▶ [Exercise instructions]: From the line that includes "overalls in the picture above." to the last line of the records, inclusive, repeat each line exactly.

▶ [Listed entries]:
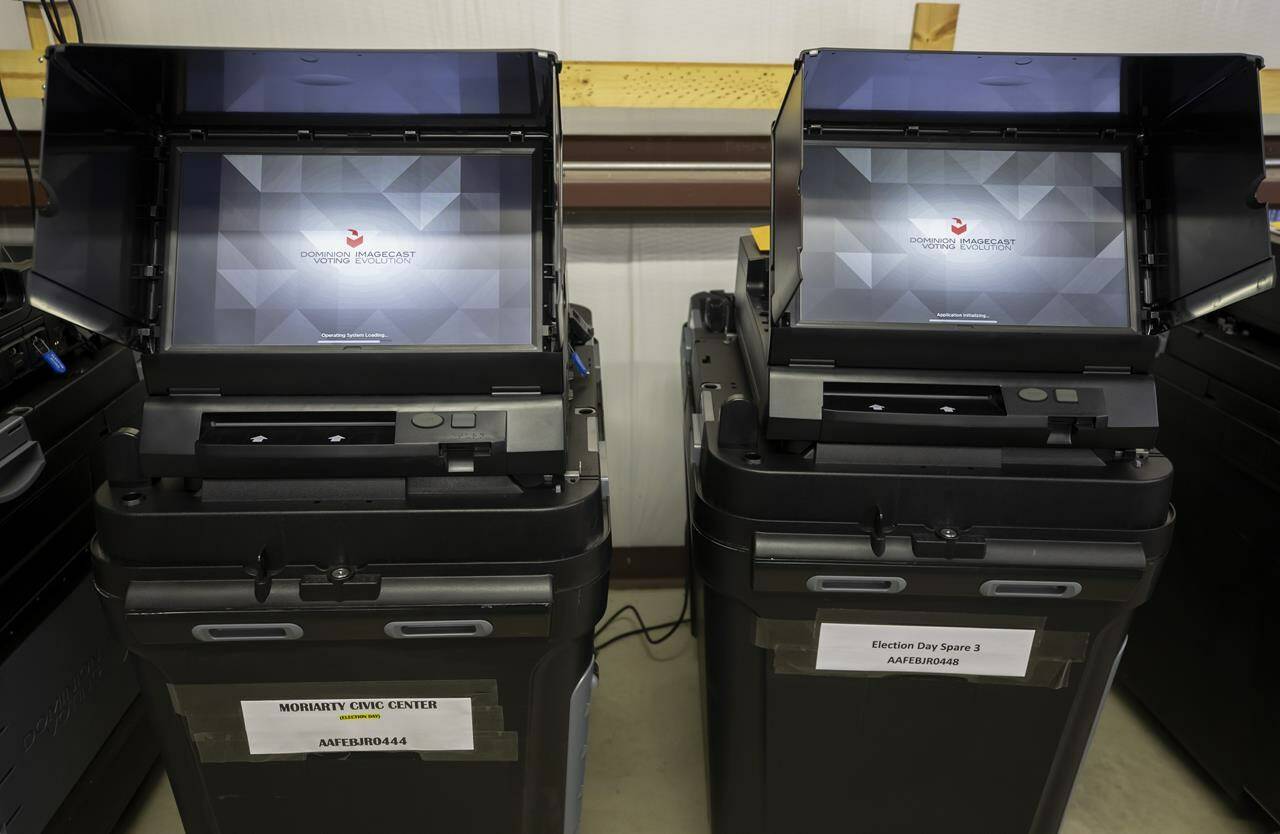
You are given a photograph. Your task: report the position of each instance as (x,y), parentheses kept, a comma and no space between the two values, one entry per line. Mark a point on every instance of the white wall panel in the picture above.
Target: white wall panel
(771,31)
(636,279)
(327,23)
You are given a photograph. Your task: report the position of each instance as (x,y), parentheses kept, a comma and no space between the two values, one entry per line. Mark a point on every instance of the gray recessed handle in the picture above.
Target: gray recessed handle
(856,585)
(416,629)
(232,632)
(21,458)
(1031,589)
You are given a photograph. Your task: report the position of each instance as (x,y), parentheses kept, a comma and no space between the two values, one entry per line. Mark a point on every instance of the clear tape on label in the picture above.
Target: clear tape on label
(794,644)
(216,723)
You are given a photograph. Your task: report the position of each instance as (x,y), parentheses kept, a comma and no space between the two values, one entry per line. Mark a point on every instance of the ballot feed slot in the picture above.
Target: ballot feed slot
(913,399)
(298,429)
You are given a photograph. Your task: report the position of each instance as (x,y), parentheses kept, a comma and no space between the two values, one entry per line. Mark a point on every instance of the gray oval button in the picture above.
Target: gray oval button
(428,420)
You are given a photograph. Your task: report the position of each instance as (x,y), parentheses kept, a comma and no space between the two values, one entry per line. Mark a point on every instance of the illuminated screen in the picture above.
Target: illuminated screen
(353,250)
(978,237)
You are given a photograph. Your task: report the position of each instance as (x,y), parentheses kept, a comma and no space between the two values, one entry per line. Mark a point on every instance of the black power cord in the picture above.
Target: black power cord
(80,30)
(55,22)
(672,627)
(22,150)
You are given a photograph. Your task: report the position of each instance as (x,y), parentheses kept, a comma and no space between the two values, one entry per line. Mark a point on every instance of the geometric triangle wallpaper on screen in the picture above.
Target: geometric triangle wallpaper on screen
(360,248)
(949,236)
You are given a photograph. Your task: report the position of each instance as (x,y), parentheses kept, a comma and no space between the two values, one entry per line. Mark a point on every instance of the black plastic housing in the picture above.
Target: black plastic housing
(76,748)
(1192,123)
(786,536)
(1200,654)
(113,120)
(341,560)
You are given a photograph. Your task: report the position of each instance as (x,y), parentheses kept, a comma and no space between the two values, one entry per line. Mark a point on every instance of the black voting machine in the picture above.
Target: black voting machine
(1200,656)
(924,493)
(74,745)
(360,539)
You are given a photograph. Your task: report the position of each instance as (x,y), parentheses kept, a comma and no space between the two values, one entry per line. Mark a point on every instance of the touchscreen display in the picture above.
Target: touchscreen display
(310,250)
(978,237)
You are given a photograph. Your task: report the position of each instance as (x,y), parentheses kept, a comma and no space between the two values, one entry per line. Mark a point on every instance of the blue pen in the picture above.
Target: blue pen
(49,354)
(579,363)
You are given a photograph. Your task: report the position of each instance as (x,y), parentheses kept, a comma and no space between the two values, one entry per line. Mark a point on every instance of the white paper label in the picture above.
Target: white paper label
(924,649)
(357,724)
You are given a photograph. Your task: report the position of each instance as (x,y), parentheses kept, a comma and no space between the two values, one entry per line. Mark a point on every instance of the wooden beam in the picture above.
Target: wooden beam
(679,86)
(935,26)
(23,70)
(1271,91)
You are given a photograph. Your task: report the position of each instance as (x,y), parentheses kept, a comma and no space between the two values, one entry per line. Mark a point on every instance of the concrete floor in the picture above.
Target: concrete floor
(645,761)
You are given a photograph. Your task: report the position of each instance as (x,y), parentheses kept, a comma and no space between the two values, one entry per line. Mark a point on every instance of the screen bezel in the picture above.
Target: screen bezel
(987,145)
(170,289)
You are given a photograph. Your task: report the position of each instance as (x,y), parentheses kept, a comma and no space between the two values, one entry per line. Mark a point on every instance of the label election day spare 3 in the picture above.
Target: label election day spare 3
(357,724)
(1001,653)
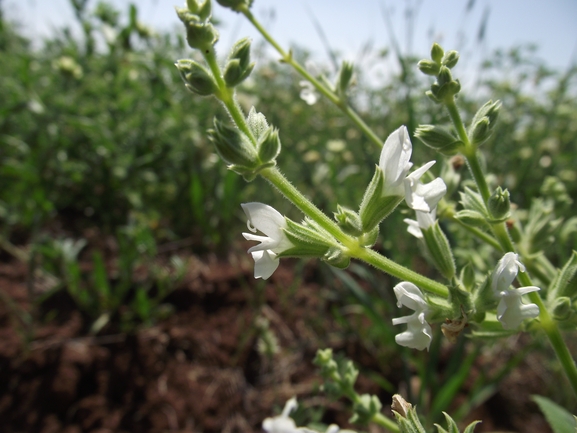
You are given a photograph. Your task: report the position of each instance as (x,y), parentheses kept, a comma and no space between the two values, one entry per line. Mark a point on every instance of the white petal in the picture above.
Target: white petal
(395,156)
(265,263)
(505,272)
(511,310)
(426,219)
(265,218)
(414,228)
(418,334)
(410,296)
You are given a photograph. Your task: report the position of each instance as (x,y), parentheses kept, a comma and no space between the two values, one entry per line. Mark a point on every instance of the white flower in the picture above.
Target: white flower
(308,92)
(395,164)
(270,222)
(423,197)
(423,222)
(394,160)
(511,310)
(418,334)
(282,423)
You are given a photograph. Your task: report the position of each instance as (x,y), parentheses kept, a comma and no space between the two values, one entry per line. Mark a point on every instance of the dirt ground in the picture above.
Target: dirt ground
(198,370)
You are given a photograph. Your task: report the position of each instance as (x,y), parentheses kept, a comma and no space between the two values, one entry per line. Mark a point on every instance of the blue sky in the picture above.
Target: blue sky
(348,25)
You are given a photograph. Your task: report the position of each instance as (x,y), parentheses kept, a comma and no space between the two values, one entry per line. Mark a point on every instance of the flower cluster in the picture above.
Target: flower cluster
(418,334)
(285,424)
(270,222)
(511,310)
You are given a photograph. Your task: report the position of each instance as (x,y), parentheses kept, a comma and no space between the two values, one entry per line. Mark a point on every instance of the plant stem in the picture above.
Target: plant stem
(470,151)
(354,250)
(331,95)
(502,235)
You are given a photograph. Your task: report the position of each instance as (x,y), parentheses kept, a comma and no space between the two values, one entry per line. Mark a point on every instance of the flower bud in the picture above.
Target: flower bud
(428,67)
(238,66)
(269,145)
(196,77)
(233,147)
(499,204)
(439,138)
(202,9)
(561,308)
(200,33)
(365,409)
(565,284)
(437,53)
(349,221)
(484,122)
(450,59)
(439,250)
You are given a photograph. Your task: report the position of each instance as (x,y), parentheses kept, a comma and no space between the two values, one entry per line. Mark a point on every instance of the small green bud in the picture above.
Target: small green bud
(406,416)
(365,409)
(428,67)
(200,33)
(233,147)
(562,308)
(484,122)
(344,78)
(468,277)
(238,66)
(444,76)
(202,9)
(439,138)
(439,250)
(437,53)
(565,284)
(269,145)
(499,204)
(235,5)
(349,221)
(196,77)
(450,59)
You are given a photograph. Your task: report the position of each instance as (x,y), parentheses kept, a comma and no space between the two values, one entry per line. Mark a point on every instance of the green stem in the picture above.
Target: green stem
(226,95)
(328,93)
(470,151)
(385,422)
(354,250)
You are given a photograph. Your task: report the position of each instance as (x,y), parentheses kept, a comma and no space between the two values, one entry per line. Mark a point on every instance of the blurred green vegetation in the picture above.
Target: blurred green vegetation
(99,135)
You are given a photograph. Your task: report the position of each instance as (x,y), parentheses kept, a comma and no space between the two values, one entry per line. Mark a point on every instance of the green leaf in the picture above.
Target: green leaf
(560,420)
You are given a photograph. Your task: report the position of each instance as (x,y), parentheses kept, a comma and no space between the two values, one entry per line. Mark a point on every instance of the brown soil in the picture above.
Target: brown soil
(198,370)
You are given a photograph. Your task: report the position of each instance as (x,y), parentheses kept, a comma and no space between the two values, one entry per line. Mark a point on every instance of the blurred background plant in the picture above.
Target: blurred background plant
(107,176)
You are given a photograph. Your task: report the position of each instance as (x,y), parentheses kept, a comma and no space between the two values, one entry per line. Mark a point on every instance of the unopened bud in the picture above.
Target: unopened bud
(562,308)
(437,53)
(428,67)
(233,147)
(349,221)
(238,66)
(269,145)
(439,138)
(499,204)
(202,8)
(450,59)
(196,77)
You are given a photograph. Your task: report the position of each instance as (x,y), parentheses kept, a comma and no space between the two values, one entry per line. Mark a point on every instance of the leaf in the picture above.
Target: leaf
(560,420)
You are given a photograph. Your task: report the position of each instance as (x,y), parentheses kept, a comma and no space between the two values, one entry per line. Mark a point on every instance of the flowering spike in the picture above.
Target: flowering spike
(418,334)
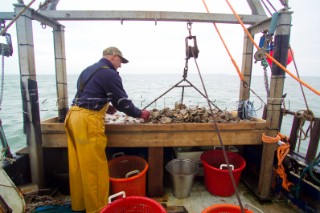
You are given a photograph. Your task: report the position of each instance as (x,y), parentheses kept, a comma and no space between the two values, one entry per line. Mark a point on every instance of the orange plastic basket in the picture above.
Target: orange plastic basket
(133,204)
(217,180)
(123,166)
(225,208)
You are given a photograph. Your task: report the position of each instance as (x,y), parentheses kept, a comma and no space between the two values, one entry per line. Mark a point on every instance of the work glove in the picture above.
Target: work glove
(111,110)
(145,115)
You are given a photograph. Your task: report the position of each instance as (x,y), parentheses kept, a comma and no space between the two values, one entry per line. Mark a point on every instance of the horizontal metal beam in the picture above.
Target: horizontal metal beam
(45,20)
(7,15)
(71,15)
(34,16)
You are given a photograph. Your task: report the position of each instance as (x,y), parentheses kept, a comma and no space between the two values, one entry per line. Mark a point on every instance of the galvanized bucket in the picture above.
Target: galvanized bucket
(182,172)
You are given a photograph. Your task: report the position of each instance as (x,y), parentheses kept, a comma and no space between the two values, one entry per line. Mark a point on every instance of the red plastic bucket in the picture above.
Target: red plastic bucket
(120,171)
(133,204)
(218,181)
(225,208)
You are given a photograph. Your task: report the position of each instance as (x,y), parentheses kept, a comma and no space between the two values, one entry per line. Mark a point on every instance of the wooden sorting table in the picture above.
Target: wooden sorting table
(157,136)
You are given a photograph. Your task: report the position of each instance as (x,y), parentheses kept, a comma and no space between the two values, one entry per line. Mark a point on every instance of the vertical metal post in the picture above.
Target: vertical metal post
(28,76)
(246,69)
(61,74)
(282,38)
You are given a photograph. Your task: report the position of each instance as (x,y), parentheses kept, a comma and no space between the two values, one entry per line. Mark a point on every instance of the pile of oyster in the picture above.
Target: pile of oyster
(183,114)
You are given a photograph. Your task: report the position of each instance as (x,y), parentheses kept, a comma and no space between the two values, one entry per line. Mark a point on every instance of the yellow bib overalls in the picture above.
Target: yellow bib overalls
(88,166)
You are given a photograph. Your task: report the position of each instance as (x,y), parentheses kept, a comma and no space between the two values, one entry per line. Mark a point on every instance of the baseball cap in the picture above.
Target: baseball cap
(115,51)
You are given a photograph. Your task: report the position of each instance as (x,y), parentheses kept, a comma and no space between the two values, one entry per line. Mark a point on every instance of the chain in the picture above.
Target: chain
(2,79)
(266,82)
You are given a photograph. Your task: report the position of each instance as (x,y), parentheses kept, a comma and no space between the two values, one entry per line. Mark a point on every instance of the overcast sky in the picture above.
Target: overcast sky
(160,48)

▶ [Task response]:
You are given a photograph. Your task: report the position of each instance as (x,y), parentheses kept, a comma and no space between the two values, one entry per line. Mark a point on every instance of the yellow bib overalls in the picture above.
Target: yellow bib overalls
(88,166)
You are given a photograph. Your task: report the position of each instance as (x,y), parentheses kept, a comma and no space between the two values, one entry per line. Mark a point on every instance of the baseball cap in the picture above.
Target: baseball cap
(115,51)
You are given a photograph. Your task: report the position of each instance as (x,y), parentheses kept, a comma and no space between the two values, one entry per line. Mark a point on every instance of the chain in the picture above.
Target: chain
(2,79)
(266,82)
You are given a photograph. Your task: report the position of each instance as (x,y), parentheses kept, a comma and no space between the two values, one entry per line. Mark a point on every instance of the overcast sky in the picture above.
Target: overcast sky
(160,48)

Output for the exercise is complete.